Count the lines in the records below that contain the string "ukulele", matching case exactly, and reply with the number alone.

-- start DATASET EXTRACT --

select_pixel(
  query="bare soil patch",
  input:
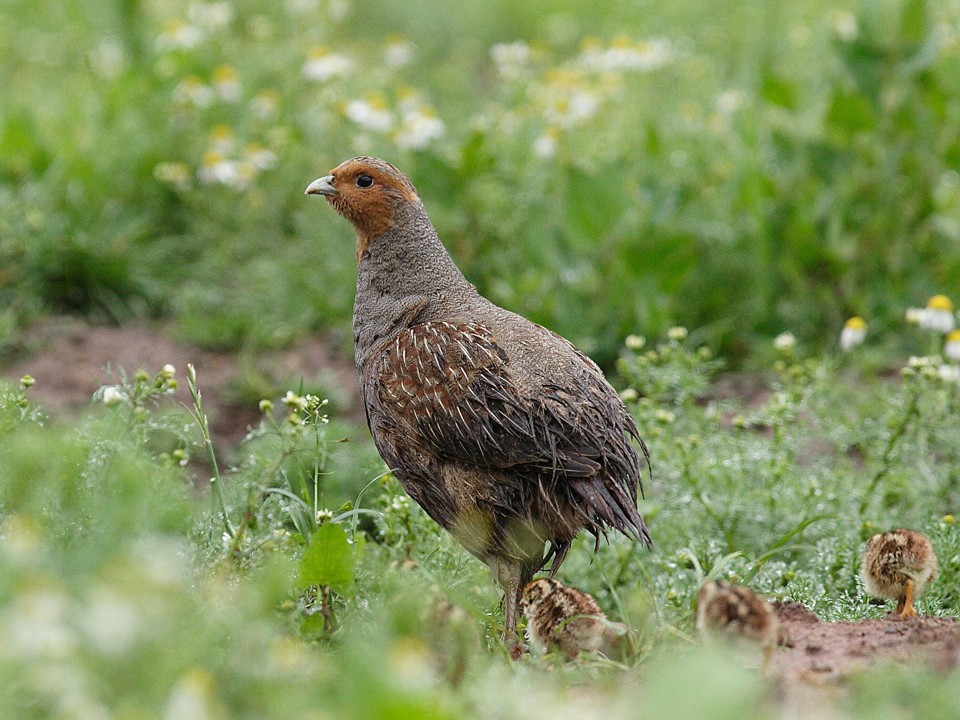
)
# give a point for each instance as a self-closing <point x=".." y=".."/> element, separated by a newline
<point x="73" y="358"/>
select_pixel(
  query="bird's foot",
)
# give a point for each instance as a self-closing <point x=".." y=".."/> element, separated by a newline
<point x="518" y="650"/>
<point x="908" y="612"/>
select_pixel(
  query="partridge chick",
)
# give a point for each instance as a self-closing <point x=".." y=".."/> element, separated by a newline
<point x="899" y="565"/>
<point x="506" y="434"/>
<point x="739" y="612"/>
<point x="562" y="617"/>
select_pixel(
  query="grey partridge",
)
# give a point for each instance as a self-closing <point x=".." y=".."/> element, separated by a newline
<point x="899" y="565"/>
<point x="504" y="433"/>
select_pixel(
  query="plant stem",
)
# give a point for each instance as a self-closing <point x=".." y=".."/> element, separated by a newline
<point x="200" y="415"/>
<point x="898" y="432"/>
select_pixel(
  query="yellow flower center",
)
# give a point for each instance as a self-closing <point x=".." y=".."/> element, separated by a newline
<point x="940" y="302"/>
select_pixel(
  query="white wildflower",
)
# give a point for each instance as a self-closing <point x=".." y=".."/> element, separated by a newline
<point x="324" y="515"/>
<point x="175" y="174"/>
<point x="512" y="59"/>
<point x="301" y="7"/>
<point x="938" y="315"/>
<point x="914" y="316"/>
<point x="111" y="396"/>
<point x="853" y="334"/>
<point x="372" y="114"/>
<point x="193" y="91"/>
<point x="109" y="58"/>
<point x="729" y="101"/>
<point x="844" y="25"/>
<point x="111" y="621"/>
<point x="193" y="697"/>
<point x="217" y="168"/>
<point x="265" y="105"/>
<point x="37" y="624"/>
<point x="180" y="35"/>
<point x="624" y="54"/>
<point x="571" y="106"/>
<point x="949" y="373"/>
<point x="545" y="146"/>
<point x="398" y="53"/>
<point x="294" y="401"/>
<point x="418" y="129"/>
<point x="635" y="342"/>
<point x="322" y="65"/>
<point x="952" y="346"/>
<point x="211" y="16"/>
<point x="259" y="156"/>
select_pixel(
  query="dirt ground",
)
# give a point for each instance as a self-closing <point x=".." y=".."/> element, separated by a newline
<point x="819" y="654"/>
<point x="73" y="358"/>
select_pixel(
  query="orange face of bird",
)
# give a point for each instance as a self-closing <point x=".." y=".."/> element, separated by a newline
<point x="367" y="192"/>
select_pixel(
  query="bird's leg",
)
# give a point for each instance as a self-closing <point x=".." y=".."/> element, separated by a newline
<point x="908" y="610"/>
<point x="508" y="577"/>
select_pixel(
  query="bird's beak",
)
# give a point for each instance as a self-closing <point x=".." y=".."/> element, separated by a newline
<point x="322" y="186"/>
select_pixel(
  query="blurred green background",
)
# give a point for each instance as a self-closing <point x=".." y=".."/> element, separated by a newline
<point x="740" y="168"/>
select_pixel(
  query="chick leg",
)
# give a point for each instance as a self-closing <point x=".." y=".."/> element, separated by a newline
<point x="908" y="610"/>
<point x="509" y="580"/>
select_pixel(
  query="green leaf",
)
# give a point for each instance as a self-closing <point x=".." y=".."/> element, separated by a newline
<point x="328" y="560"/>
<point x="850" y="113"/>
<point x="778" y="90"/>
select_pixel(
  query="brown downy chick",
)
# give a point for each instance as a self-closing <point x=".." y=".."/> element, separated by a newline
<point x="564" y="617"/>
<point x="506" y="434"/>
<point x="899" y="565"/>
<point x="739" y="612"/>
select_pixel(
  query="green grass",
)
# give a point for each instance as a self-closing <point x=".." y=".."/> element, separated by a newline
<point x="317" y="587"/>
<point x="764" y="167"/>
<point x="767" y="167"/>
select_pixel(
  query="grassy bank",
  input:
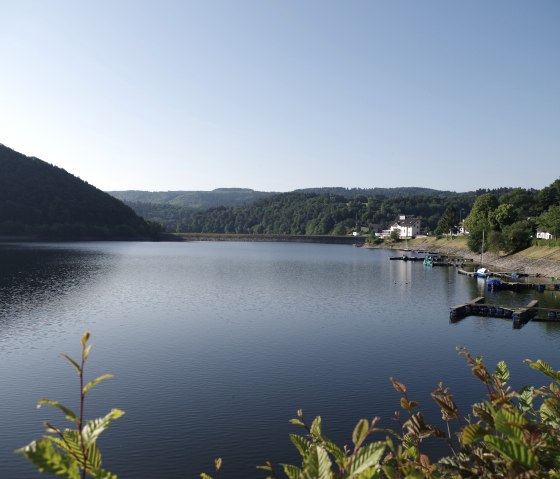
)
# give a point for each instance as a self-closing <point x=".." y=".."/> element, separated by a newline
<point x="543" y="260"/>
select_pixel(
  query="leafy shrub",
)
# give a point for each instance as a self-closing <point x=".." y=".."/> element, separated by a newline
<point x="73" y="453"/>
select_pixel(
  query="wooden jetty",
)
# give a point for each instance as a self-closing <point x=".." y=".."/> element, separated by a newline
<point x="520" y="315"/>
<point x="523" y="315"/>
<point x="516" y="285"/>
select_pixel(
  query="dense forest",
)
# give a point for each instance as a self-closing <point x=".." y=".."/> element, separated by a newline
<point x="509" y="217"/>
<point x="508" y="222"/>
<point x="306" y="213"/>
<point x="193" y="199"/>
<point x="43" y="201"/>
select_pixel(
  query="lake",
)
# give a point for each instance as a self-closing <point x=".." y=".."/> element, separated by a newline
<point x="215" y="345"/>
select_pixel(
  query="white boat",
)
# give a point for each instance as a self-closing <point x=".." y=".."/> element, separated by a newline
<point x="483" y="273"/>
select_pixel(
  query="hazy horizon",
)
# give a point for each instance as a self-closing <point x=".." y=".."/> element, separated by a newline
<point x="277" y="96"/>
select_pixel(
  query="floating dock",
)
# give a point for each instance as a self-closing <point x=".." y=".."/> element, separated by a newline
<point x="519" y="315"/>
<point x="516" y="285"/>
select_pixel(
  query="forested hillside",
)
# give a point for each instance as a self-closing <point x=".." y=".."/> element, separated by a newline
<point x="193" y="199"/>
<point x="304" y="213"/>
<point x="511" y="215"/>
<point x="40" y="200"/>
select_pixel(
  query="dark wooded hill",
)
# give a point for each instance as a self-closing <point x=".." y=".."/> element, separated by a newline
<point x="39" y="200"/>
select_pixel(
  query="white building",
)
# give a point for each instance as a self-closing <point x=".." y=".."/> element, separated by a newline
<point x="408" y="226"/>
<point x="544" y="235"/>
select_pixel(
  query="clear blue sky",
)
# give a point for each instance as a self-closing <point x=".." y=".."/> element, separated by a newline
<point x="286" y="94"/>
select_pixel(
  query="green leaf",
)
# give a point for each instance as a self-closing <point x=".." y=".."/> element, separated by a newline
<point x="85" y="338"/>
<point x="514" y="451"/>
<point x="95" y="382"/>
<point x="550" y="411"/>
<point x="317" y="464"/>
<point x="292" y="472"/>
<point x="95" y="427"/>
<point x="332" y="448"/>
<point x="70" y="415"/>
<point x="502" y="372"/>
<point x="47" y="459"/>
<point x="367" y="457"/>
<point x="525" y="398"/>
<point x="316" y="427"/>
<point x="302" y="444"/>
<point x="544" y="368"/>
<point x="472" y="433"/>
<point x="101" y="474"/>
<point x="72" y="362"/>
<point x="360" y="432"/>
<point x="87" y="351"/>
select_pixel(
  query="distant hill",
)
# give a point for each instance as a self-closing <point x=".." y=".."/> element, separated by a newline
<point x="233" y="197"/>
<point x="401" y="191"/>
<point x="38" y="199"/>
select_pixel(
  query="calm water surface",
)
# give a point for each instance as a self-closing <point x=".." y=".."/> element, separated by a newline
<point x="214" y="346"/>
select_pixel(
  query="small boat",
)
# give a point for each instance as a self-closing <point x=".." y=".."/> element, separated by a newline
<point x="482" y="273"/>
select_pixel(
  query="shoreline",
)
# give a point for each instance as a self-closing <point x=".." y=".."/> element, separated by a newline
<point x="534" y="260"/>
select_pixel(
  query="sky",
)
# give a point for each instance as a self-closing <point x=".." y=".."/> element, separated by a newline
<point x="277" y="95"/>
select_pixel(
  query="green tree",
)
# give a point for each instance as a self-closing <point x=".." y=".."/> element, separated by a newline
<point x="503" y="215"/>
<point x="448" y="222"/>
<point x="481" y="211"/>
<point x="517" y="236"/>
<point x="550" y="221"/>
<point x="73" y="453"/>
<point x="395" y="235"/>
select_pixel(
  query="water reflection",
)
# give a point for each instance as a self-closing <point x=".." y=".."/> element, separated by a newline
<point x="34" y="277"/>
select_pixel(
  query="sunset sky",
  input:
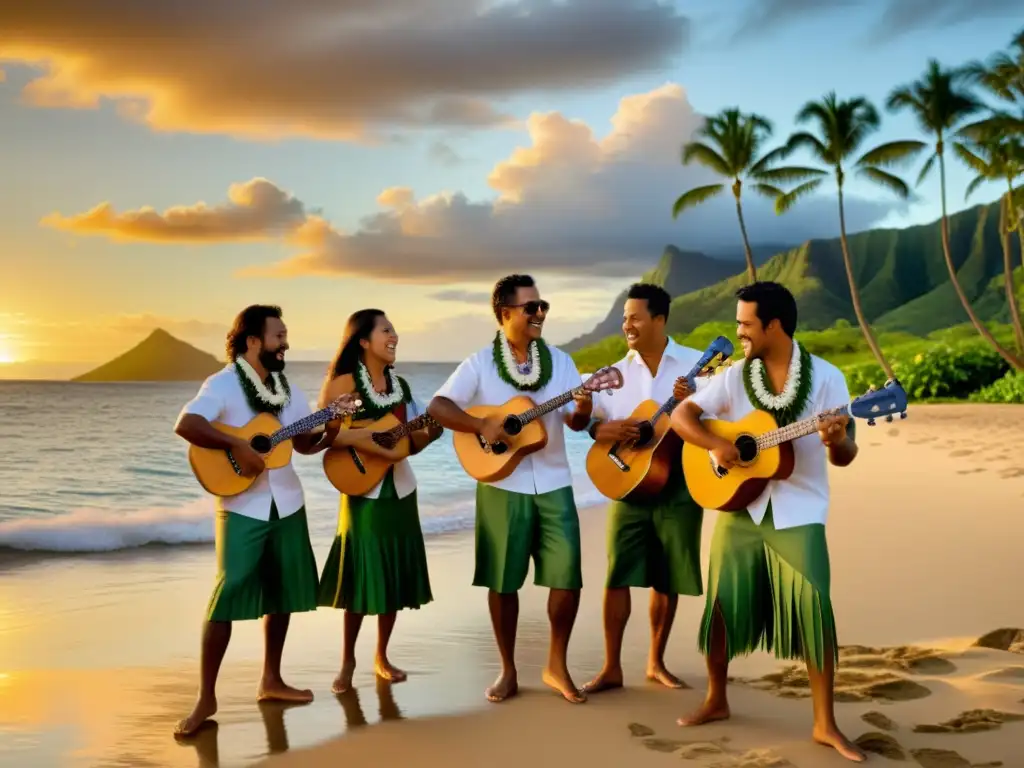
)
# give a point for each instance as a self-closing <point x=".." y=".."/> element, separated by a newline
<point x="166" y="164"/>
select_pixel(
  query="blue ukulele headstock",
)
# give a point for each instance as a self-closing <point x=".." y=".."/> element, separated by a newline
<point x="876" y="403"/>
<point x="716" y="353"/>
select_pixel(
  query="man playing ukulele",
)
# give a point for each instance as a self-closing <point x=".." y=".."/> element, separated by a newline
<point x="768" y="583"/>
<point x="531" y="513"/>
<point x="652" y="545"/>
<point x="265" y="564"/>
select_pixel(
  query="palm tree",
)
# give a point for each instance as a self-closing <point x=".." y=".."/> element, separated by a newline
<point x="941" y="101"/>
<point x="731" y="145"/>
<point x="842" y="129"/>
<point x="995" y="160"/>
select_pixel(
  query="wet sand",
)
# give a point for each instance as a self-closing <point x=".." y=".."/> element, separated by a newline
<point x="926" y="538"/>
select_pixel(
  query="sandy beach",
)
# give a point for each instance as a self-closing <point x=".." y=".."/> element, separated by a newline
<point x="925" y="534"/>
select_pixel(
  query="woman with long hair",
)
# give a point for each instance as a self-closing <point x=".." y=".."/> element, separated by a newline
<point x="378" y="563"/>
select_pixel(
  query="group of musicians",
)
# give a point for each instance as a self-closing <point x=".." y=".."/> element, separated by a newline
<point x="768" y="583"/>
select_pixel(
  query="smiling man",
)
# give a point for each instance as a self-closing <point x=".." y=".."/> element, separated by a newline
<point x="265" y="564"/>
<point x="531" y="513"/>
<point x="651" y="545"/>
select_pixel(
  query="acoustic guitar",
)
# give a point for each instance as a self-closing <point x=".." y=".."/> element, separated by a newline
<point x="637" y="470"/>
<point x="216" y="469"/>
<point x="354" y="472"/>
<point x="766" y="450"/>
<point x="488" y="463"/>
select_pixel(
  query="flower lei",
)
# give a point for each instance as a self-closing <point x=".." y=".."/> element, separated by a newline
<point x="262" y="398"/>
<point x="375" y="403"/>
<point x="786" y="406"/>
<point x="508" y="370"/>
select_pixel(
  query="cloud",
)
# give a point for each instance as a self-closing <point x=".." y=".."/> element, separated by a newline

-- end DATASET EXTRACT --

§ **RESPONSE FOR THIS EXERCISE**
2